Exercises to complete:
1. Answer these questions using the article on Li Zijun.
(a) Who did Li tie with for third place at the Junior Grand Prix Final in the 2010–11 season?
(b) In which city was the 2011–12 Junior Grand Prix Final held?
(c) What personal best score did Li post at the 2012 NHK Trophy?
2. Carry the article on Li Zijun forward, starting right after its last sentence.

### Selection ###

Li Zijun (; December 14, 1996) is a Chinese former competitive figure skater. She is the 2012 Winter Youth Olympic bronze medalist and the 2014 Four Continents bronze medalist. Li is also the 2017 Asian Winter Games silver medalist, 2010 JGP Final bronze medalist, and a four-time (2011–2014) Chinese national champion.

Career

2010–11 season: First senior national title 
Li debuted on the ISU Junior Grand Prix circuit during the 2010–11 season. She won the bronze medal in Austria and placed 4th in the Czech Republic to qualify for the Final. At the Junior Grand Prix Final, she tied with Risa Shoji for third place. She won the bronze medal on the tie-breaker.

Li went on to win her first senior national title. She finished 9th at the 2011 World Junior Championships.

2011–12 season: Bronze at Youth Olympics 
Li placed second in both of her assigned 2011–12 Junior Grand Prix events and qualified for the Junior Grand Prix Final which was held in Quebec City, Canada. She finished fourth at the event. At the Youth Olympics, she won the bronze medal. She then competed at the 2012 Junior World Championships and finished 5th. Concluding her season, Li won gold at her first senior international, the Triglav Trophy.

2012–13 season: Senior ISU Championship debut 
In the 2012–13 season, Li debuted on the senior Grand Prix series. She was fifth at her first event, the 2012 Cup of China, and 4th at the 2012 NHK Trophy, where she posted a personal best score of 174.11 points. Li won her third national title at the 2013 Chinese Championships. She then competed at the 2013 Four Continents Championships and finished 5th. She finished seventh at Worlds after placing twelfth in the short program and fourth in the long. She received the second highest technical score in the free skate, only after Kim Yuna.

### Information supplied ###

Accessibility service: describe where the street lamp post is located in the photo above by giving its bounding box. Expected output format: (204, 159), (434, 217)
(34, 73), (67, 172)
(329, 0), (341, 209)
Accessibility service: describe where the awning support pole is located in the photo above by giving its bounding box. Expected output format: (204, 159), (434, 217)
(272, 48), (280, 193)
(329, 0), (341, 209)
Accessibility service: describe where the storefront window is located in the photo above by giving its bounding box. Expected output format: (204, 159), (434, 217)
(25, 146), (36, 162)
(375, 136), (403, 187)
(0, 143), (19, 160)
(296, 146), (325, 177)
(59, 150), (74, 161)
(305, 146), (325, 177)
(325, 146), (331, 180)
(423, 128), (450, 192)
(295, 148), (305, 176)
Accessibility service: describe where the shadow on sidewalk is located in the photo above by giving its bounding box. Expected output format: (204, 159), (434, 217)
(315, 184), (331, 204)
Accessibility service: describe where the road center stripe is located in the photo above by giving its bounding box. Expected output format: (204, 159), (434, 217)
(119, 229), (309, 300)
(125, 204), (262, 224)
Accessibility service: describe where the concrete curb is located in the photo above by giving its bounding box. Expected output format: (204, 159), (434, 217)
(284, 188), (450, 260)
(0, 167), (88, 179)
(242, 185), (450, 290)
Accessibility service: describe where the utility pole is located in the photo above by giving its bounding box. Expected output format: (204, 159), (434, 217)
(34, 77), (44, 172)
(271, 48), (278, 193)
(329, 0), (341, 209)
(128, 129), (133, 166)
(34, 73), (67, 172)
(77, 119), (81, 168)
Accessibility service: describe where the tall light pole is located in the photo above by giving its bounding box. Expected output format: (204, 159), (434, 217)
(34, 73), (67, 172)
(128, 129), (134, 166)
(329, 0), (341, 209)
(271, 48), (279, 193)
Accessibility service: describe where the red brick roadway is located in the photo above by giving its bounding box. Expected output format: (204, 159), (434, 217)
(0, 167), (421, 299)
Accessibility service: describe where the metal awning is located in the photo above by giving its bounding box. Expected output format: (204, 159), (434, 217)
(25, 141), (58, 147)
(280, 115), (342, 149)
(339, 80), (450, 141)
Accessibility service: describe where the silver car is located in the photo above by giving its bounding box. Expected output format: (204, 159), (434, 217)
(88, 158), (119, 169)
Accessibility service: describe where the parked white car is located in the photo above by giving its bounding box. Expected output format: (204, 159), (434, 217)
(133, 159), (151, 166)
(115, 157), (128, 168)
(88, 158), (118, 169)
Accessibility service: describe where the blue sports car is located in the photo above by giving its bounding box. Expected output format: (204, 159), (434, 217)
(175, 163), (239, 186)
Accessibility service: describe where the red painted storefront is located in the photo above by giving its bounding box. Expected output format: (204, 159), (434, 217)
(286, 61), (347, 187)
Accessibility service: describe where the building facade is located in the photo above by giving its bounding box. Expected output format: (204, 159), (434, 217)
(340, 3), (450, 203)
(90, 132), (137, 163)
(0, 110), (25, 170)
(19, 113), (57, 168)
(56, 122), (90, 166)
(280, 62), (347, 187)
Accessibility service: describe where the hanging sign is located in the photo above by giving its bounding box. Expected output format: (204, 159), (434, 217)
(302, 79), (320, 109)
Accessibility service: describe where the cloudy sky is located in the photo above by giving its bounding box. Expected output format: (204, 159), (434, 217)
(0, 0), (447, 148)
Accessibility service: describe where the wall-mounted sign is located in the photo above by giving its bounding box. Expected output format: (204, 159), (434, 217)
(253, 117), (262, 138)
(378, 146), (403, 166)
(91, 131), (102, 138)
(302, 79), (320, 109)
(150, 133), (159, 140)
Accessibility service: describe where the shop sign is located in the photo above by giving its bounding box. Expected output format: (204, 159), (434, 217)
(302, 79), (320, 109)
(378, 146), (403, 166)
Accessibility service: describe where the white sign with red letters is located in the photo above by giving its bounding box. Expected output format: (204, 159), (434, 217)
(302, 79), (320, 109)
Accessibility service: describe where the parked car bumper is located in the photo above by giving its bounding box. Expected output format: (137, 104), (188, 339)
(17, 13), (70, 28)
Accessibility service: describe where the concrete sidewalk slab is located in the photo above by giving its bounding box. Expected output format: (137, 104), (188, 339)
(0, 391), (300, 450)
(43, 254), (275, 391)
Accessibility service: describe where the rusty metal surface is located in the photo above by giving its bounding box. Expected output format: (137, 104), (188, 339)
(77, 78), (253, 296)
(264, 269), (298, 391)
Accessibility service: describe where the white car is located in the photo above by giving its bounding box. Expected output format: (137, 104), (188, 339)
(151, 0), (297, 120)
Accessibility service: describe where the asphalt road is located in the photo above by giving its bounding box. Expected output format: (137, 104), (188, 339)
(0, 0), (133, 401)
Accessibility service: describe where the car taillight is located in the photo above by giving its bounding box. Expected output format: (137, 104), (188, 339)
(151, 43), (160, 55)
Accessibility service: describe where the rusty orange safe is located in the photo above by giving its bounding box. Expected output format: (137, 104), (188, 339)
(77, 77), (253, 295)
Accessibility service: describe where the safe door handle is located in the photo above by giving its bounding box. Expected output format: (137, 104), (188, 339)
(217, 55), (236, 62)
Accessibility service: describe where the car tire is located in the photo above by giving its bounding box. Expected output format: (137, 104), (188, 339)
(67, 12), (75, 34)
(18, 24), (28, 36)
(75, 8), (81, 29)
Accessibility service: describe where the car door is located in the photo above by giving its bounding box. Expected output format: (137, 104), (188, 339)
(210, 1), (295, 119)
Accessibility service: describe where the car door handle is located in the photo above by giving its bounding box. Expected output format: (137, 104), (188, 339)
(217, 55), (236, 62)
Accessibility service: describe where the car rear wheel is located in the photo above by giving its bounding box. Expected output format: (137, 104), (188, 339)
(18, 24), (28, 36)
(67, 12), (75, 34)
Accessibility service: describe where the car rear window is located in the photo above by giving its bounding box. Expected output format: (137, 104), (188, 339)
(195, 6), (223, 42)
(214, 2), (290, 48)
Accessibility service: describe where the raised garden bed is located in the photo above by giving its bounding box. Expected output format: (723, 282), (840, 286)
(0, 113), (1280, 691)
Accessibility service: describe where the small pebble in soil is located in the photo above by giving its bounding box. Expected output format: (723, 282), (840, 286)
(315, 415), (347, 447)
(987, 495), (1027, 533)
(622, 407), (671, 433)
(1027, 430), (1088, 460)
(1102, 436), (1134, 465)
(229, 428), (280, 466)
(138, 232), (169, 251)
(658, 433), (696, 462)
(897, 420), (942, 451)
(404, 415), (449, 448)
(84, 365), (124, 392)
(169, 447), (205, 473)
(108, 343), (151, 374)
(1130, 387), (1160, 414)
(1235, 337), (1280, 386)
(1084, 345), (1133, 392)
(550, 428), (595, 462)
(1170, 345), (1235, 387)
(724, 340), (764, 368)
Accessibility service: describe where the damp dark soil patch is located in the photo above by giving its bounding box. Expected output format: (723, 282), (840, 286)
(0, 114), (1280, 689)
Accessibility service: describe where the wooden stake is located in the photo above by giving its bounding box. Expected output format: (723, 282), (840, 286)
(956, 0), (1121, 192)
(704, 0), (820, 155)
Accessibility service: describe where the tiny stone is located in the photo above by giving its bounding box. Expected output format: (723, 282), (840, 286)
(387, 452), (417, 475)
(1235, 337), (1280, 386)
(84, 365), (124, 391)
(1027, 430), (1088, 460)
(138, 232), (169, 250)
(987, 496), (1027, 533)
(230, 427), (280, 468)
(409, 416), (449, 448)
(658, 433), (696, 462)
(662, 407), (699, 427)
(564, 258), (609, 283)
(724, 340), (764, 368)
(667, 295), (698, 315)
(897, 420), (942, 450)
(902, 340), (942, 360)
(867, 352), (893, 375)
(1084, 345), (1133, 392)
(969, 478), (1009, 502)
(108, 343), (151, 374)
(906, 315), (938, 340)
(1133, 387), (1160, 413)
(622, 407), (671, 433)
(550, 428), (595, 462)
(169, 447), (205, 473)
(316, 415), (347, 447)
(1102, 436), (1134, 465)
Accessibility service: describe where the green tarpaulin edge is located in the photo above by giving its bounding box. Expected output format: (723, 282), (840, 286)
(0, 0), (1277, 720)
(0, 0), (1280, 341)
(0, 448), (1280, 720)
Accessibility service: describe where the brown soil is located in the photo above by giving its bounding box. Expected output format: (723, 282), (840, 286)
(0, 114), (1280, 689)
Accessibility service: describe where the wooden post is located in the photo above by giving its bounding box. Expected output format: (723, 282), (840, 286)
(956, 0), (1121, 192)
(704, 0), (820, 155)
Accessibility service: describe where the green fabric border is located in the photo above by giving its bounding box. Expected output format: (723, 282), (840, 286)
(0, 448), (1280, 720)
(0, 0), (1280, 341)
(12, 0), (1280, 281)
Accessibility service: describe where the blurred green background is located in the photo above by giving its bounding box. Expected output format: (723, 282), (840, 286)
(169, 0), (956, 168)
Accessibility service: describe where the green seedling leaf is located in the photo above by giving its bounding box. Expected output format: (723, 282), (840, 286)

###

The responses:
1.
(a) Risa Shoji
(b) Quebec City, Canada
(c) 174.11 points

2.
2013–14 season: Bronze at Four Continents 
In the 2013–14 ISU Grand Prix season, Li's first event was the 2013 Cup of China where she finished 10th. Prior to her next Grand Prix assignment, the 2013 NHK Trophy, her coach Li Mingzhu stated, "She's getting taller and bigger, but losing power and coordination" and said it was affecting her self-confidence. The skater withdrew from the NHK Trophy, which was scheduled for the following week. She returned to competition at the 2014 Four Continents Championships, placing 2nd in the short, 3rd in the long and won the bronze medal overall behind gold medalist winner Kanako Murakami, and second-place finisher Satoko Miyahara. Li then competed at the 2014 Winter Olympics in Sochi, Russia where she finished 14th. At the 2014 World Championships, Li finished 17th overall.

2014–15 season
After the 2013–14 season, Li's head coach Li Mingzhu's contract to coach young Chinese skate for the 2014 Olympics ended and she moved back to the United States, while Li remained in China. In October, Gao Haijun became Li's new coach.

Li finished 6th at the 2014 Cup of China, after placing 5th in the short program and 6th in the free skate. At the 2014 NHK Trophy, she placed fifth in the short, eighth in the free, and seventh overall. She went on to win her fourth national title at the Chinese Championships, placing first by over 25 points.

At the 2015 Four Continents, Li finished 5th after placing 5th in the short program and 4th in the free skate, 1.52 points back of third place. At the 2015 World Championships in Shanghai where she placed 6th in the short program and 11th in the free skate to finish 9th overall. At the 2015 World Team Trophy, she placed 7th in the individual event and Team China placed 5th overall.

2015–16 season
For the 2015–16 Grand Prix series, Li was assigned to compete at 2015 Cup of China and 2015 NHK Trophy. She placed 9th in China and 7th in Japan.

She finished 10th at the 2016 Four Continents Championships in Taipei and 11th at the 2016 World Championships in Boston.

2016–17 season 
Ahead of the 2016–17 season, Li returned to train under Li Mingzhu in Artesia, California, and under Pang Qing. She later spent time training with Alexei Mishin in Saint Petersburg, Russia, and with Gao Haijun in Changchun, China.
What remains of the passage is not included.